▶ Provided material:

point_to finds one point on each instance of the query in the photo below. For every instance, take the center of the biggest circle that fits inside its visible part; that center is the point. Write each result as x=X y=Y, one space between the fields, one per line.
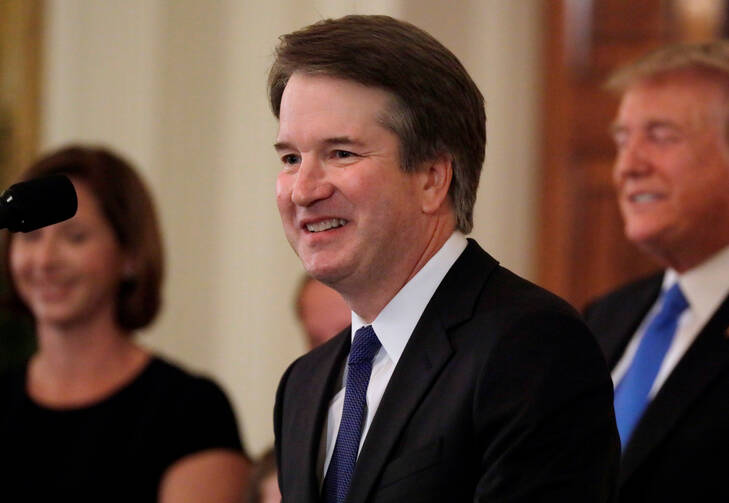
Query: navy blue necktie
x=631 y=395
x=344 y=457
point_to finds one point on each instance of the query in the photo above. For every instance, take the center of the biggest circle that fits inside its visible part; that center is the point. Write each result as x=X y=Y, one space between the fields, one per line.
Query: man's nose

▶ Directions:
Arrange every line of the records above as a Markdown table with the columns "No." and "Line", skipping blank lines. Leave the pictures out of the table.

▶ Task output:
| No. | Line |
|---|---|
| 1 | point_to finds one point on each instance of the query in the photo below. For every instance, take the center of the biggest circle that fits inside its visible part; that center is the point. Write each result as x=X y=Y, one space between the fields, one per line. |
| 2 | Query: navy blue necktie |
| 3 | x=631 y=395 |
| 4 | x=344 y=457 |
| 5 | point_to finds one point on each instance of the query in the photo above. For every instance, take the center of the biggest circle that fits inside its visible part; that center is the point. Write each result as x=X y=Y, one space between the fields, one per line. |
| 6 | Query: man's nose |